**Explore the material:**
a. Summarize the article on Aim-listed stocks in two sentences.
b. Extend the article on Aim-listed stocks past its final paragraph.

**Excerpted text:**
::::::::::

Looking elsewhere on Aim, companies offering localisation services to the entertainment industry have also performed well this year. At the larger end of the spectrum, Keywords Studios (KWS) represents the potential upside for such a stock. With a £900m market cap, the group’s offering includes translating video games and voice-overs, and player support for the video games industry. And in chief executive Andrew Day’s words, the company achieved “stellar performance” in the six months to 30 June.

Meanwhile, minnow Zoo Digital (ZOO) has a market cap of just £36m, but its shares are up more than 400 per cent in the year to date. The company looks likely to see continued momentum in 2018, buoyed by its cloud-powered dubbing and subtitling platforms. But this is not a stock for the faint-hearted; the shares trade on a sky-high forward multiple.

 

Risky business

This year has driven home just how lucrative some Aim holdings can be. However, it also offered stark reminders of the unpredictability of such investments, and the enhanced high risk/high reward wager of buying into smaller companies.

In May, shares in RedX Pharma (REDX) were suspended when the small-cap biotech group fell into administration, having failed to repay a loan to Liverpool County Council. Following resumption of trading, the share price dipped again – taking the year-to-date decline to over 40 per cent.

::::::::::

**Entries shown:**
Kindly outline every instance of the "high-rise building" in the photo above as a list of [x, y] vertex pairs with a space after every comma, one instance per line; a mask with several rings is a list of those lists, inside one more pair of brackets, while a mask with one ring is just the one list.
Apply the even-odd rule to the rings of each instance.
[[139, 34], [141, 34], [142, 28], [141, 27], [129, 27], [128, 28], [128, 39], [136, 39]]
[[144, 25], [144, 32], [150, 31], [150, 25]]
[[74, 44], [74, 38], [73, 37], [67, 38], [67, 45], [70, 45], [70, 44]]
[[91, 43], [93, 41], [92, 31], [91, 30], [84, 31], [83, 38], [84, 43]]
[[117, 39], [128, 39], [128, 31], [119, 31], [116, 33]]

::::::::::

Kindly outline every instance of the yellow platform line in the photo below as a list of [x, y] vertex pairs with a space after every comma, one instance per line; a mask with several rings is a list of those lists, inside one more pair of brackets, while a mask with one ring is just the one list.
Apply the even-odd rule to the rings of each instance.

::::::::::

**Results:**
a. Aim companies that provide localization services to the entertainment industry have done well this year, from Keywords Studios, a £900m group whose chief executive called its results for the six months to 30 June a "stellar performance," to Zoo Digital, a £36m company whose shares are up more than 400 percent but trade on a sky-high forward multiple. The year has also shown how unpredictable such smaller companies can be: RedX Pharma's shares were suspended in May when it fell into administration after failing to repay a loan, and they dipped again after trading resumed, for a year-to-date decline of over 40 percent.

b.
Meanwhile, 'internet of things' enabler Telit Communications (TCM) has had a rough few months. Low points included the resignation of former chief executive Oozi Cats following evidence of an indictment against him in the US, and – more recently – the news that adjusted cash profits for the 2017 financial year are expected to be “materially below” bosses’ previous guidance.

These are just two examples. But, for us, such scenarios underscore concerns around the regulation and governance of Aim companies. As we look to 2018 and signs of possible trouble ahead, our views will be shaped partly by the outcome of the aforementioned LSE review. Whatever happens, we expect a greater onus to be placed on transparency around financial stability and management’s experience.

 

Survival of the fittest

Including those already cited, 58 companies joined Aim during the year to 31 October – via IPO, reverse takeover and readmission. Reflecting the diversity of companies floating on the exchange, billion-pound Alfa Financial Software (ALFA) listed in June, while ‘minnow’ fishing retailer Angling Direct (ANG) floated in July. And indicating that the more mundane concepts in life can prove the most interesting, Strix (KETL) – a manufacturer of kettle safety components – listed in June and is now an IC buy tip with attractive income potential.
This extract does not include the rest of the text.